▸ **Exercise requirements**:
Sum up the text about the 1945 bombing of Baguio in two sentences.

▸ **Provided text**:
******************************
Monday, April 02, 2007

Baguio Ko Mahal Ko April 1 Article

Firstly, I need to ask forgiveness from Madam Virginia De Guia for infringing on her article without asking permission from her, though I'm sure she wouldn't mind me posting her article in full. Here's her Sunday article.

As we say goodbye to the month of March, we seem to remember it mainly as the month of ashes on our foreheads, of graduation marches and togas, of the last gasps of chilly Siberian winds, and the first warm embrace of summer drafts. And yes, in anticipation of the multitudes of holy week, the month city officials, businessmen and police get their acts together. Not to mention squads of volunteer groups like REACT and Boy Scouts to help lost visitors.
Few can remember the energies of March 1945. The infamous month of carpet bombing of Baguio by American B-24s. It was six months before the close of the war. I was 29 years old with a two-year-old son and one-year-old daughter. For almost 60 days, American B-24s were raiding our beloved city, razing it to the ground to flush out General Yamashita.
We were refugees within our own city, herding ourselves at the Baguio Cathedral. Make-shift shacks were built around the slopes of the church knowing (or at least hoping) the bombers would spare the refugee center.
It was a terrifying March - an atmosphere that we see only in documentary films from the viewpoint of the bomber's cameras. On the ground it was hell. James Halsema describes the horror: "Few participants have clear memories of the events of March 15. What they remember is endless running, exhaustion, terror, smoke, and dust. Some refugees including seriously wounded people remained in the Cathedral..."
He describes how the b-24s came in single file. Two squadrons discharged their loads from south to north and two others from southwest to northeast. Altogether 170 planes... came to Baguio that day to release their loads... so dense and devastating that they were termed "carpet bombing". I didn't realize that the expression was formed from the Baguio air raids. (Just like the American work "Boondocks" came from our word "bundok.") Pilots reported that "two days after, we were having difficulty seeing buildings through the black pall".
I remember that one stray bomb fell so close to the church, many refugees were wounded. we would return to our homes in the evenings and return to the Cathedral early next morning after cooking our daily baon. Many had dug air raid shelters near their homes -- little cuevas to run into. One day a bomb fell so close to our home and my mother, sitting near the mouth of the cave was buried live. It took almost an hour to dig her out - with neighbors and some Japanese helping. She was brought to St. Louis hospital and she survived.
we had moved several times - from our home on Session Road (present La Azotea) down to the Hotel Plaza (the DBP corner lot), which my husband Victor was managing and later to my sister-in-law Leonila Madrid Oteyza's house in Aurora Hill. When it seemed to be a never ending nightmare, we evacuated finally to Tubao La Union - walking five days and nights. I was carrying my one-year-old Genie on my back, while Eric was carried by my nephew Poping de Guia.
******************************
▸ **Extracted data**:
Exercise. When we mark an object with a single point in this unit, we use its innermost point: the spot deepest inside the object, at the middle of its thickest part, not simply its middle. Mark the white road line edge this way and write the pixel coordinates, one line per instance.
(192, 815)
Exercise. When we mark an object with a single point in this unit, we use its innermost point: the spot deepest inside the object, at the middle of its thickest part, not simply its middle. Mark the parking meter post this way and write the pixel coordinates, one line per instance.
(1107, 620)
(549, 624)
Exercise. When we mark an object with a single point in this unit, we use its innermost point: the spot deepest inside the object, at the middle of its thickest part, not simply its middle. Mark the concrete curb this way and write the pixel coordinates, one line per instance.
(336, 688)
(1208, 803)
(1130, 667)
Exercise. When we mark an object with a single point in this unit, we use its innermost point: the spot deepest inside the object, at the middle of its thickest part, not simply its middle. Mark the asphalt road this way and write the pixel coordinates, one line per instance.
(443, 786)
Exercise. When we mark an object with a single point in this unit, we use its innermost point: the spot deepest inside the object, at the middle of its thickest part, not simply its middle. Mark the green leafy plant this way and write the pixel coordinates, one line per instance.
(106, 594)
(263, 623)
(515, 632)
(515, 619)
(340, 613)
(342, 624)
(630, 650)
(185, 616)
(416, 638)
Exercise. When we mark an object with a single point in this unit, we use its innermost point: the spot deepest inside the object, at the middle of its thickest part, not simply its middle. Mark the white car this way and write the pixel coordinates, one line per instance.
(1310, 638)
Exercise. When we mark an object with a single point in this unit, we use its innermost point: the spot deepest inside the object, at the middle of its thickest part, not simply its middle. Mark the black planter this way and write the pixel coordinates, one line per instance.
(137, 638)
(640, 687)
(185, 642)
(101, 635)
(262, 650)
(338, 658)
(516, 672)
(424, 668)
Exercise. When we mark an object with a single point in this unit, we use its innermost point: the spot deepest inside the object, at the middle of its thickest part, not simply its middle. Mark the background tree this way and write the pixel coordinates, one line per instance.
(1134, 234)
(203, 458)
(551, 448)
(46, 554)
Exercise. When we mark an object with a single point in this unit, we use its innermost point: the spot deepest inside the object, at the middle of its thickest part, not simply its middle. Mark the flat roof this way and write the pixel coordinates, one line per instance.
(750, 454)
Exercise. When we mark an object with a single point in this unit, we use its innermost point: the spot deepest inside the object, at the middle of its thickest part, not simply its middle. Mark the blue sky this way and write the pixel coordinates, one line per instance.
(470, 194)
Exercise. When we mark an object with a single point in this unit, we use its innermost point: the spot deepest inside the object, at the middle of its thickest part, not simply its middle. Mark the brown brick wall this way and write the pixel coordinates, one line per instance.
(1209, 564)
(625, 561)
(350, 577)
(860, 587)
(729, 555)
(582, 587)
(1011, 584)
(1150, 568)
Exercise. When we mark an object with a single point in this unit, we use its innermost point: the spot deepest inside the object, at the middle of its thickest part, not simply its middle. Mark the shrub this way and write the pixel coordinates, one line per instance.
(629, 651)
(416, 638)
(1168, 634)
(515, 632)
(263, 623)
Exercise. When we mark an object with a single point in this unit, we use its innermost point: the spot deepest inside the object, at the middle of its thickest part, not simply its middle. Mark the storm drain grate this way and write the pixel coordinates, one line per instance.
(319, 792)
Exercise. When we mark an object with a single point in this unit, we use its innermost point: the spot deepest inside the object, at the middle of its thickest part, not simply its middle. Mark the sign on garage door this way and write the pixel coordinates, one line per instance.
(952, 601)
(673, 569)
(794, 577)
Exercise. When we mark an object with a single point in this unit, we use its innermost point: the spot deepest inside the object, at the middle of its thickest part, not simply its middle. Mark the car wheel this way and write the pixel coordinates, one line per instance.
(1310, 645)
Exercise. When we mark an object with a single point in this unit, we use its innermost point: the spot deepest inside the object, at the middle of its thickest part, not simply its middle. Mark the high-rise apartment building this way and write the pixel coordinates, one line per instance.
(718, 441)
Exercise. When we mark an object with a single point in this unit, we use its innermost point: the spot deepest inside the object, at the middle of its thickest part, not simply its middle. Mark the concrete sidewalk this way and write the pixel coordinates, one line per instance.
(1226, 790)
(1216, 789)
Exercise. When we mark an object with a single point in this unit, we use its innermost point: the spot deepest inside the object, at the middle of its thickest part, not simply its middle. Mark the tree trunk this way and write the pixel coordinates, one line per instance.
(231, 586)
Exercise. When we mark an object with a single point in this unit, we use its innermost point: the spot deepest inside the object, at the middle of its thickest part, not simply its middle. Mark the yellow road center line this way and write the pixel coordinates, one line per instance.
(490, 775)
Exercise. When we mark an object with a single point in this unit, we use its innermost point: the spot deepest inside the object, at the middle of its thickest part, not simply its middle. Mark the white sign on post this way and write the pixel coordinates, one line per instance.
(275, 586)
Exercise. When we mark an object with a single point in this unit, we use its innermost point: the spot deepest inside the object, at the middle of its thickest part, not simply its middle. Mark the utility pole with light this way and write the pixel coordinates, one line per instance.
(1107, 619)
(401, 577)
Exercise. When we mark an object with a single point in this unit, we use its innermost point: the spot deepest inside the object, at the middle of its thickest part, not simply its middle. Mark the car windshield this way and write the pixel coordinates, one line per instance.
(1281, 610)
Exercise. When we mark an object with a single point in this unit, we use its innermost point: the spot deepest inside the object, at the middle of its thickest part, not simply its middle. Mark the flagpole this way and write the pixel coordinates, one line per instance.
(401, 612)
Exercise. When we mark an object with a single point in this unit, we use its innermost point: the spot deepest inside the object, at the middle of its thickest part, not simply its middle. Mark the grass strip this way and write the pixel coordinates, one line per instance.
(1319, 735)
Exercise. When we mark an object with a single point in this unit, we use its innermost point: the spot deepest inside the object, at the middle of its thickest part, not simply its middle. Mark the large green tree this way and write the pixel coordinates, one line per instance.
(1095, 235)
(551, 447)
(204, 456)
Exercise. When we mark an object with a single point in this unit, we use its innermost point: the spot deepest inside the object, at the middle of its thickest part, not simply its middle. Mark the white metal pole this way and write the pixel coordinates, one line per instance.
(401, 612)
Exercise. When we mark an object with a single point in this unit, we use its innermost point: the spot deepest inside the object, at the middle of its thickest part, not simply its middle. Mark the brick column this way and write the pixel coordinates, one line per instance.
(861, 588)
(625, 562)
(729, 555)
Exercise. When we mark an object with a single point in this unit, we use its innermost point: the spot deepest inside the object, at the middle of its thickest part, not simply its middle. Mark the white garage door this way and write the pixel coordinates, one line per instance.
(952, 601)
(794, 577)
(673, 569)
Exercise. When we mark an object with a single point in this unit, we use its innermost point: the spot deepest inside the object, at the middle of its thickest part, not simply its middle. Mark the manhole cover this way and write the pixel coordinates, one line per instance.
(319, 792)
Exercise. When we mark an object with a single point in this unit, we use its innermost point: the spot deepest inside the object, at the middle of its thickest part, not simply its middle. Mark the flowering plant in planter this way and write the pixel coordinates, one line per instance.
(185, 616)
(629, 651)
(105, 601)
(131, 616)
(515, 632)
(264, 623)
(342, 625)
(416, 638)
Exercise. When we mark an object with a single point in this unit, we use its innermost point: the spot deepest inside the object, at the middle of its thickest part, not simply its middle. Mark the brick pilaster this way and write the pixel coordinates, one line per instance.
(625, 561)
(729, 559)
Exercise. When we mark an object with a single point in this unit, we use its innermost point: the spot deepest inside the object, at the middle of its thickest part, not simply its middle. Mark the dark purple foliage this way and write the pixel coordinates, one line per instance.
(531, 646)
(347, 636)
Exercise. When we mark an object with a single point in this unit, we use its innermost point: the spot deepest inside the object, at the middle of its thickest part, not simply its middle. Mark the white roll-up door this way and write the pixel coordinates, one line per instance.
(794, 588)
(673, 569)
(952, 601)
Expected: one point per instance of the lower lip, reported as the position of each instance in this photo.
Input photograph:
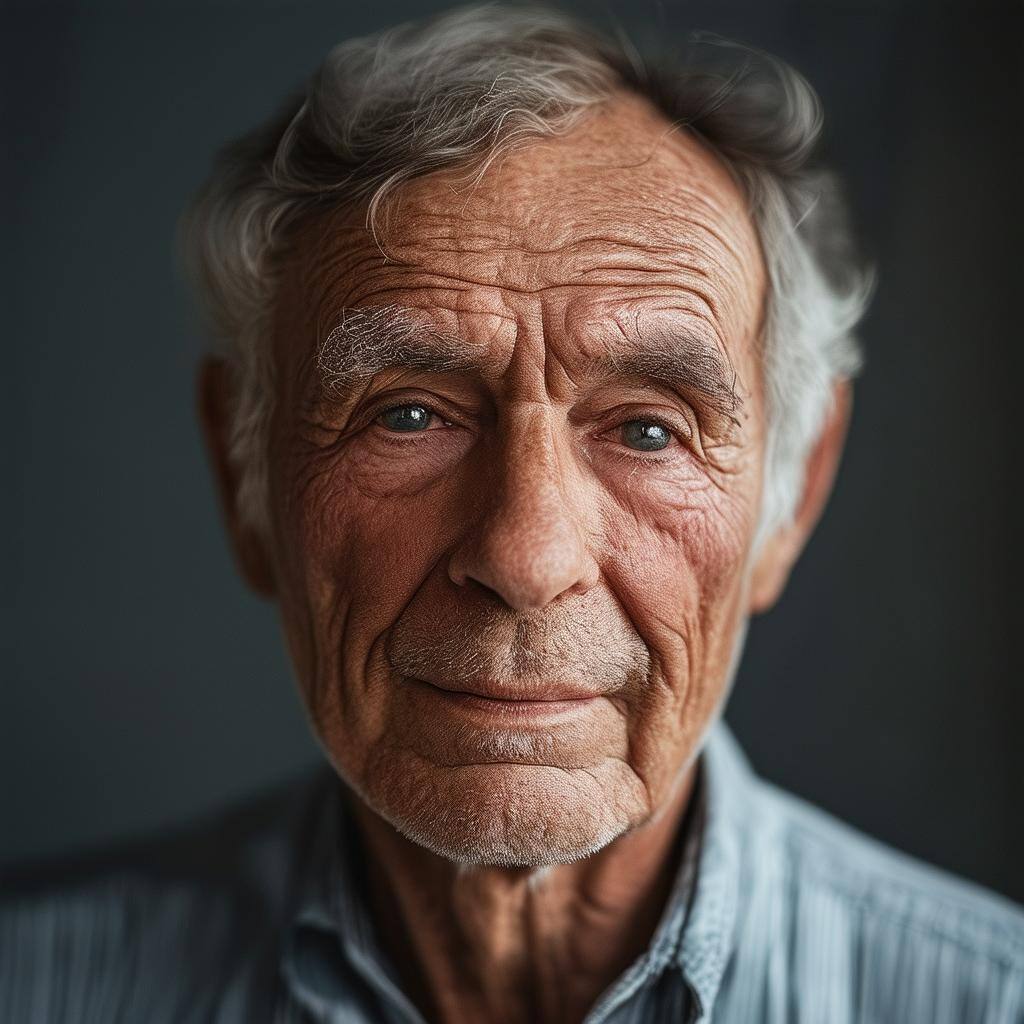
(513, 709)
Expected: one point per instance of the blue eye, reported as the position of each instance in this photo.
(406, 419)
(645, 436)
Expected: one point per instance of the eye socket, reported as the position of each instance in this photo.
(406, 419)
(645, 435)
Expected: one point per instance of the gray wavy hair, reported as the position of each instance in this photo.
(462, 88)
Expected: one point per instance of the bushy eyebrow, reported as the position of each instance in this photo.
(679, 357)
(369, 339)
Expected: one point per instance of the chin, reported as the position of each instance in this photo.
(510, 815)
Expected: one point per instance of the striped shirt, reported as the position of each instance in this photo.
(778, 913)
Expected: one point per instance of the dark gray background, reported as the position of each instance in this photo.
(145, 685)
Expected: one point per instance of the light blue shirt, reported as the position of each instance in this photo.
(778, 913)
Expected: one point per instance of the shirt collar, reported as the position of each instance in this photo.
(694, 933)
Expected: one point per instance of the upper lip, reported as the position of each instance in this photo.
(561, 690)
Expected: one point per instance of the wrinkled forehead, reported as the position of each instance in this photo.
(626, 215)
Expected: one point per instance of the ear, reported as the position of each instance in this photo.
(214, 398)
(779, 552)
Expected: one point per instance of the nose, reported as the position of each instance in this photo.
(529, 542)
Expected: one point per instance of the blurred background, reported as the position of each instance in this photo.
(143, 684)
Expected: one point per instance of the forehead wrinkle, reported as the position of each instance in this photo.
(366, 340)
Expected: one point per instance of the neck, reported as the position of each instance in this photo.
(518, 944)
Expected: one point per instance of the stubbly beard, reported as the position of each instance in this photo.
(588, 640)
(508, 796)
(505, 815)
(517, 815)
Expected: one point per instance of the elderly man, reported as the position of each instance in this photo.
(536, 372)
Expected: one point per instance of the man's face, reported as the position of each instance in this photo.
(550, 496)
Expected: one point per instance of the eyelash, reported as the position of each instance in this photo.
(635, 455)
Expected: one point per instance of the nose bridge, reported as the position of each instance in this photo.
(529, 544)
(532, 473)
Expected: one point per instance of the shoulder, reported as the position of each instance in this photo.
(107, 932)
(901, 938)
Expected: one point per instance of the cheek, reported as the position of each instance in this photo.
(357, 550)
(676, 560)
(680, 538)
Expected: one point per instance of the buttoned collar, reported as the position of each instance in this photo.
(332, 950)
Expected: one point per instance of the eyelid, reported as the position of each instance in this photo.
(376, 413)
(684, 434)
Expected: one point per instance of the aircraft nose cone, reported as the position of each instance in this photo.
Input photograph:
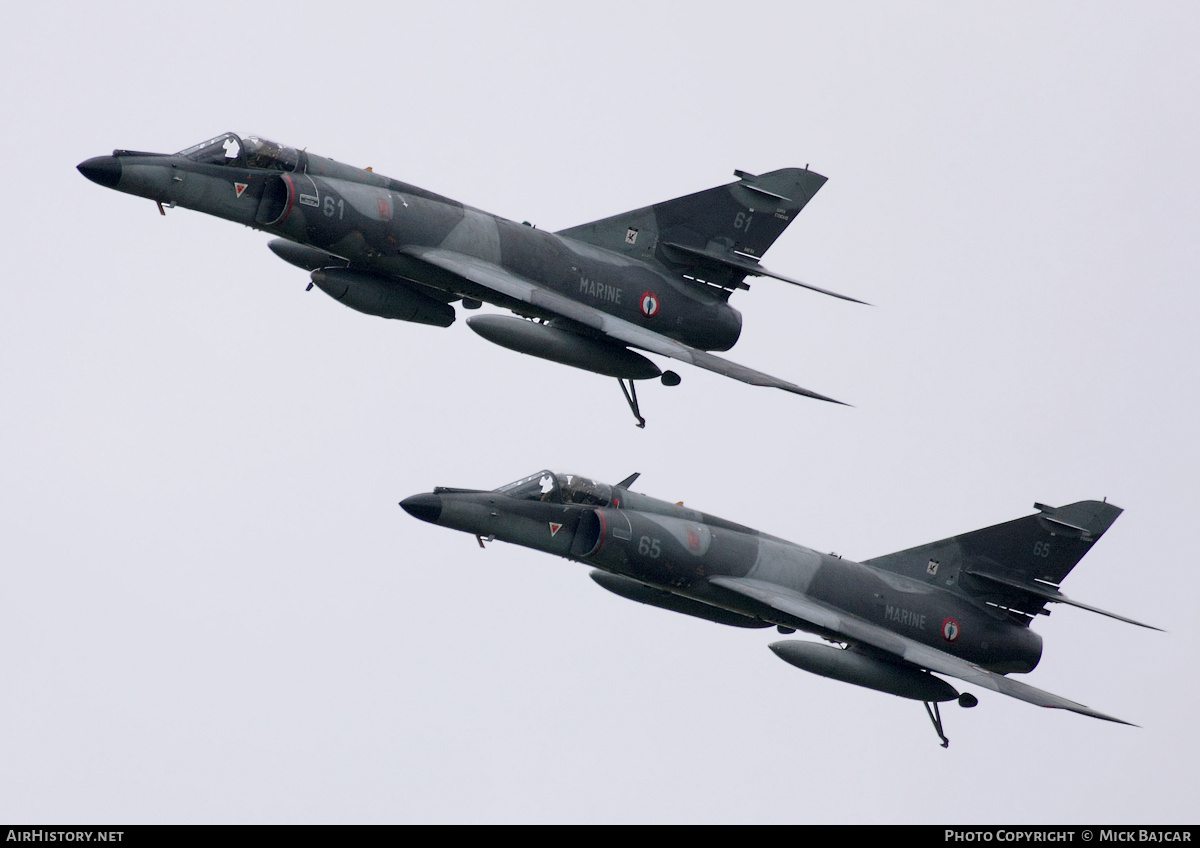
(425, 506)
(105, 170)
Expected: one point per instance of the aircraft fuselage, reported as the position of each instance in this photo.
(373, 223)
(678, 549)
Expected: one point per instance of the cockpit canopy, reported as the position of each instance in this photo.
(552, 487)
(249, 152)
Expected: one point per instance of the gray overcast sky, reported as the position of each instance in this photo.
(214, 609)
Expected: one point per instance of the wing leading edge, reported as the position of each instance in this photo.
(901, 647)
(496, 278)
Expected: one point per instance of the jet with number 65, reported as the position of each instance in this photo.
(654, 280)
(960, 607)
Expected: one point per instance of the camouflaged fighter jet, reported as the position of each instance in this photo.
(960, 607)
(657, 278)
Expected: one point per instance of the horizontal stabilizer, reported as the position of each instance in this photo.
(748, 265)
(1053, 595)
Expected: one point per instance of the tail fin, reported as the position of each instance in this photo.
(1015, 566)
(742, 217)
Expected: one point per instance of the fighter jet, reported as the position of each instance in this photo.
(657, 278)
(959, 607)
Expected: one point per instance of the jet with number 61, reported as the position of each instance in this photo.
(655, 280)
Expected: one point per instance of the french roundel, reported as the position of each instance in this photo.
(649, 305)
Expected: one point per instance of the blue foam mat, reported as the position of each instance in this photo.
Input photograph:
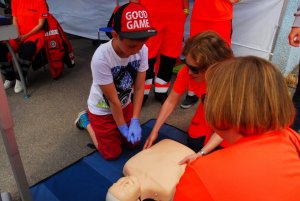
(89, 178)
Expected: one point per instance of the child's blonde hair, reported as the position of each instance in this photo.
(206, 49)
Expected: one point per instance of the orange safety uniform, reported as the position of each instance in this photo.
(198, 126)
(28, 13)
(168, 18)
(214, 15)
(261, 167)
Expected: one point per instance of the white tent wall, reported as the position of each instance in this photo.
(286, 56)
(254, 26)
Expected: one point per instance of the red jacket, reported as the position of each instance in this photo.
(57, 47)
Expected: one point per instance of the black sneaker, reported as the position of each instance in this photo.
(161, 97)
(189, 101)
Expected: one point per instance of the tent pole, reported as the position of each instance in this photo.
(6, 129)
(284, 6)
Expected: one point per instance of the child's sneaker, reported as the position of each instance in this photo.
(8, 84)
(18, 86)
(82, 120)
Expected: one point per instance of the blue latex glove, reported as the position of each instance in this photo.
(124, 131)
(135, 130)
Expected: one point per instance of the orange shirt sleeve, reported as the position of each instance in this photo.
(182, 81)
(190, 187)
(14, 8)
(43, 11)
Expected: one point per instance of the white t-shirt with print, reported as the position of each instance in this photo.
(107, 67)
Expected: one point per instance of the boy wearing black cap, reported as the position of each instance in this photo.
(118, 66)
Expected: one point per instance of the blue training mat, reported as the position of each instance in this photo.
(89, 178)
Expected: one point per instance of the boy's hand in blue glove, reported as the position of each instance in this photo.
(135, 130)
(124, 131)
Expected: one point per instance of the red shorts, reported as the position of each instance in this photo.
(109, 138)
(223, 28)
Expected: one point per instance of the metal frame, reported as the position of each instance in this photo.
(11, 147)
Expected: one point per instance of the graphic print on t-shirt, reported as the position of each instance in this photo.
(124, 78)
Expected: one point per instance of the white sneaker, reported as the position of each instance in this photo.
(18, 86)
(8, 84)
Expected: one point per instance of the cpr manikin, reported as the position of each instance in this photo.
(153, 172)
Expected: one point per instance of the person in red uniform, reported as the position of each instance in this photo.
(29, 16)
(210, 15)
(168, 18)
(200, 51)
(247, 104)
******************************
▸ **Result of the exercise**:
The post reprints in full a Sunday article by Virginia De Guia, who recalls that in March 1945 American B-24s raided Baguio for almost 60 days to flush out General Yamashita, while refugees crowded around the Baguio Cathedral. De Guia describes a stray bomb wounding many refugees and a mother buried alive in a shelter who survived, and tells of the family moving several times before walking five days and nights to Tubao, La Union.